[Pointing material]
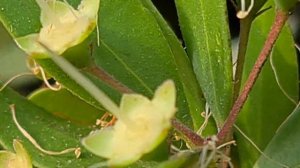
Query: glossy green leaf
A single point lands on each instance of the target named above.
(206, 35)
(267, 106)
(187, 77)
(286, 5)
(65, 105)
(50, 132)
(134, 49)
(284, 148)
(12, 59)
(182, 159)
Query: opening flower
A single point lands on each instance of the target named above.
(141, 126)
(62, 26)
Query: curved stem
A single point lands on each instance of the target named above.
(245, 26)
(280, 19)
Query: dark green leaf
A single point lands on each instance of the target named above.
(267, 106)
(206, 35)
(65, 105)
(50, 132)
(134, 49)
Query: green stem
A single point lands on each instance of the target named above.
(245, 26)
(90, 87)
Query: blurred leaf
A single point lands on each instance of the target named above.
(267, 106)
(284, 147)
(206, 35)
(18, 159)
(65, 105)
(183, 159)
(12, 59)
(50, 132)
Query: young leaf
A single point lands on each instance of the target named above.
(65, 105)
(206, 35)
(187, 77)
(139, 118)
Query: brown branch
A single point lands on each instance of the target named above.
(278, 24)
(187, 132)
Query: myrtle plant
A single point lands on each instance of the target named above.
(120, 89)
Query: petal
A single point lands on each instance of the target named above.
(52, 11)
(89, 8)
(28, 44)
(100, 142)
(165, 98)
(131, 103)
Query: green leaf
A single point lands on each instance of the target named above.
(206, 35)
(286, 5)
(12, 59)
(182, 159)
(134, 49)
(267, 106)
(65, 105)
(18, 159)
(188, 79)
(284, 148)
(50, 132)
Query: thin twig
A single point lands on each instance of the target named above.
(278, 24)
(33, 141)
(187, 132)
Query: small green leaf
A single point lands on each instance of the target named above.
(18, 159)
(139, 117)
(65, 105)
(50, 132)
(206, 35)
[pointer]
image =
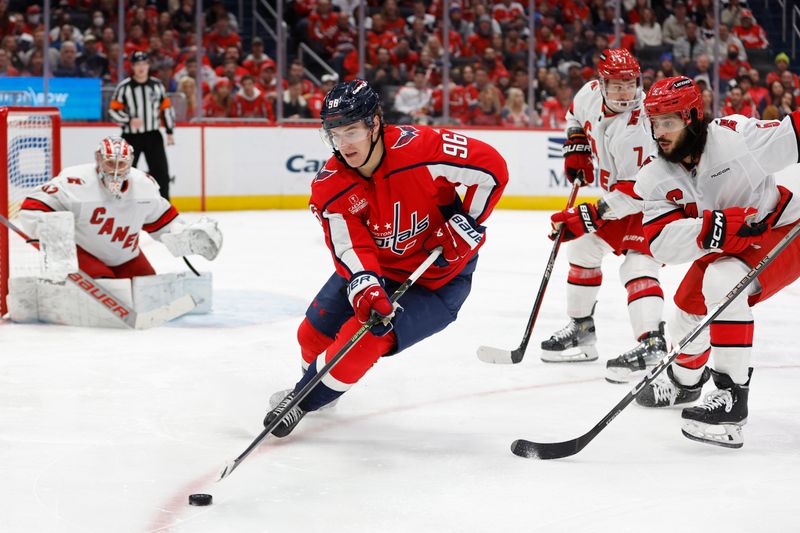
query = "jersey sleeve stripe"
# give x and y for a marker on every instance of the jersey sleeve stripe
(33, 204)
(167, 217)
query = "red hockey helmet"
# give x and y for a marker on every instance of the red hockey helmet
(679, 95)
(618, 64)
(114, 158)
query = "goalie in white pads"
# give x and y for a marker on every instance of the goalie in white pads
(606, 120)
(711, 200)
(90, 217)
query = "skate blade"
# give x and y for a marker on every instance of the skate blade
(725, 435)
(579, 354)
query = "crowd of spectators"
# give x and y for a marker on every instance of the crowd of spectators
(487, 44)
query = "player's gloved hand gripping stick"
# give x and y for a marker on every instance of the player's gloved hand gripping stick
(300, 396)
(125, 314)
(487, 354)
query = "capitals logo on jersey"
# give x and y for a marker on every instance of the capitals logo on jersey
(324, 174)
(393, 237)
(408, 134)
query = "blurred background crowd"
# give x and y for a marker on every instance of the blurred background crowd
(486, 51)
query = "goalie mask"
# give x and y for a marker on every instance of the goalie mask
(114, 158)
(348, 117)
(620, 79)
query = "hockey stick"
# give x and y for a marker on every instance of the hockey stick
(126, 315)
(557, 450)
(487, 354)
(191, 267)
(230, 466)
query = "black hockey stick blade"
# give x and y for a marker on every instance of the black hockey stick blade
(557, 450)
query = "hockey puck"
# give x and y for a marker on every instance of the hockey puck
(199, 499)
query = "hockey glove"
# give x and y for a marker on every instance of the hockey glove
(577, 221)
(367, 297)
(730, 230)
(457, 237)
(577, 154)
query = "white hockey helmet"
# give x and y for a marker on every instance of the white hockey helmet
(114, 157)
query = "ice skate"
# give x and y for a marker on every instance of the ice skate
(575, 342)
(636, 362)
(719, 419)
(288, 423)
(666, 392)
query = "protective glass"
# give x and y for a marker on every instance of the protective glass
(665, 124)
(621, 95)
(345, 135)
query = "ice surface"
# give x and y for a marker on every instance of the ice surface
(110, 431)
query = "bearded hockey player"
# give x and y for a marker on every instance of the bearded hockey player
(711, 200)
(107, 205)
(385, 200)
(606, 120)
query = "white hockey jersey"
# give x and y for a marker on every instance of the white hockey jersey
(620, 142)
(735, 170)
(105, 226)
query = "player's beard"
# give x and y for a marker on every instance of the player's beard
(691, 143)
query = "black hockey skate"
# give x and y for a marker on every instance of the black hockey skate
(636, 362)
(666, 392)
(288, 423)
(719, 419)
(575, 342)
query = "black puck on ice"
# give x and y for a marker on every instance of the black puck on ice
(199, 499)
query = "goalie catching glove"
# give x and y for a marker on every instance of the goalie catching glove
(577, 221)
(577, 154)
(199, 238)
(457, 237)
(367, 296)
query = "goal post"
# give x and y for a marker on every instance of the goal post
(30, 155)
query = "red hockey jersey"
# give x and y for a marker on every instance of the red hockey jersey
(379, 224)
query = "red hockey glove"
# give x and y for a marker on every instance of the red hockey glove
(577, 221)
(366, 295)
(457, 237)
(577, 154)
(730, 229)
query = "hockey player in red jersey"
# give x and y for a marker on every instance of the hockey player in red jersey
(385, 200)
(711, 200)
(112, 204)
(606, 120)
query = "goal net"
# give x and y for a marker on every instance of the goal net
(30, 155)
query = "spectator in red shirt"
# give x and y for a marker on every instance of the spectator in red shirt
(750, 32)
(394, 20)
(486, 111)
(729, 69)
(738, 104)
(515, 113)
(315, 100)
(222, 37)
(481, 39)
(249, 102)
(781, 66)
(219, 102)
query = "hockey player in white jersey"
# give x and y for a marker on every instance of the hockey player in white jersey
(112, 204)
(606, 119)
(711, 200)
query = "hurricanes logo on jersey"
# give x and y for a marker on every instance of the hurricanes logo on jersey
(393, 237)
(407, 134)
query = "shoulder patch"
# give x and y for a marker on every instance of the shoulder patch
(407, 134)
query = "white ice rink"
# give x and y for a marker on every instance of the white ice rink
(110, 431)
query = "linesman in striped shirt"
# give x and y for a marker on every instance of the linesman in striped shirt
(139, 105)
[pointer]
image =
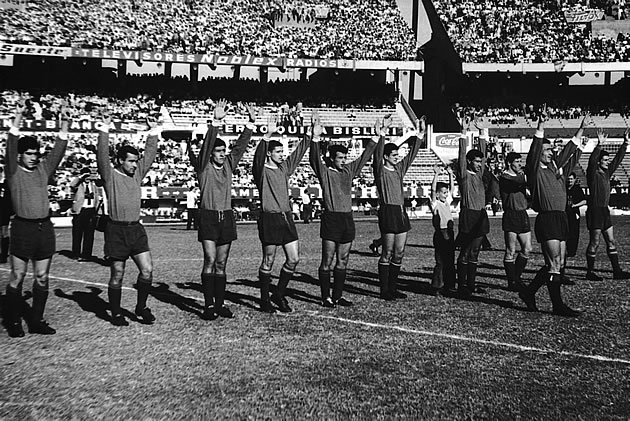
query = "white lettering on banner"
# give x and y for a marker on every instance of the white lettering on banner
(583, 16)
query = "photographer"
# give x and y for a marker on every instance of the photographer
(85, 202)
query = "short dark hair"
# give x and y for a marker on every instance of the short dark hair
(389, 148)
(273, 144)
(511, 157)
(27, 142)
(334, 149)
(124, 150)
(441, 185)
(218, 143)
(473, 154)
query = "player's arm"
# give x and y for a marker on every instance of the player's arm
(414, 143)
(243, 140)
(211, 135)
(532, 162)
(150, 148)
(260, 156)
(483, 143)
(377, 163)
(567, 159)
(437, 169)
(59, 150)
(621, 152)
(315, 154)
(12, 142)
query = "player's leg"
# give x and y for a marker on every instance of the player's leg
(525, 241)
(387, 253)
(591, 253)
(343, 256)
(292, 258)
(14, 299)
(264, 276)
(328, 254)
(553, 249)
(222, 255)
(509, 258)
(4, 243)
(613, 254)
(400, 241)
(114, 292)
(41, 269)
(144, 262)
(473, 258)
(208, 278)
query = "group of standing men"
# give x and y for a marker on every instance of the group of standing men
(32, 235)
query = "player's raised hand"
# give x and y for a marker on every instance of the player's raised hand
(252, 112)
(316, 125)
(272, 125)
(421, 124)
(220, 109)
(601, 137)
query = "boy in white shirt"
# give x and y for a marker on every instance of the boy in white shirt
(444, 275)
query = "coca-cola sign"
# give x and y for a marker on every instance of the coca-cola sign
(450, 140)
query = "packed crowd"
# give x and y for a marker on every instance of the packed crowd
(525, 31)
(371, 29)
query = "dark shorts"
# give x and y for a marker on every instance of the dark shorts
(32, 239)
(392, 219)
(473, 223)
(337, 227)
(276, 228)
(552, 225)
(124, 241)
(516, 221)
(217, 226)
(598, 218)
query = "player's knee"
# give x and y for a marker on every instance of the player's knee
(292, 262)
(41, 279)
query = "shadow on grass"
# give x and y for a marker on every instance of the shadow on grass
(162, 292)
(68, 254)
(91, 302)
(233, 297)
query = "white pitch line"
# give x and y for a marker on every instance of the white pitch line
(517, 347)
(474, 340)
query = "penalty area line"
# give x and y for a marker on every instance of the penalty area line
(521, 348)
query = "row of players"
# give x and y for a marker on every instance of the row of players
(32, 235)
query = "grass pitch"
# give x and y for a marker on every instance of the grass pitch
(419, 358)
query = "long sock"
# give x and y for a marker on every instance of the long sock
(510, 271)
(4, 247)
(340, 280)
(471, 275)
(207, 284)
(383, 277)
(219, 290)
(462, 273)
(144, 286)
(614, 260)
(590, 262)
(283, 282)
(114, 295)
(394, 270)
(40, 296)
(265, 282)
(553, 285)
(324, 283)
(14, 304)
(538, 281)
(520, 264)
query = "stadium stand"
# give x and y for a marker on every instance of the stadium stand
(371, 29)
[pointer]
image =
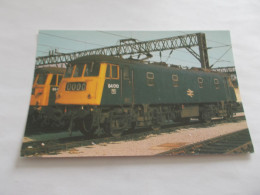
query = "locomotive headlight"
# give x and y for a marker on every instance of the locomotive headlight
(33, 91)
(76, 86)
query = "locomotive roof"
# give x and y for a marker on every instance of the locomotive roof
(53, 70)
(112, 59)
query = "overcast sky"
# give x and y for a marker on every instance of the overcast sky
(220, 53)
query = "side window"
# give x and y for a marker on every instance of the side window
(126, 73)
(59, 79)
(216, 83)
(54, 79)
(150, 78)
(108, 71)
(114, 71)
(200, 82)
(175, 80)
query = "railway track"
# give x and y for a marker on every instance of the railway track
(54, 146)
(232, 143)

- **The task**: Identify every line of the material above that contains the string "skate", and copy each of those lines in full.

- **Right answer**:
query = "skate blade"
# give x and y for a marker on every instance of the skate blade
query = "ice skate"
# give x and y for a marker on every instance of the ice skate
query = "black hockey skate"
# give x and y for a marker on every instance of the black hockey skate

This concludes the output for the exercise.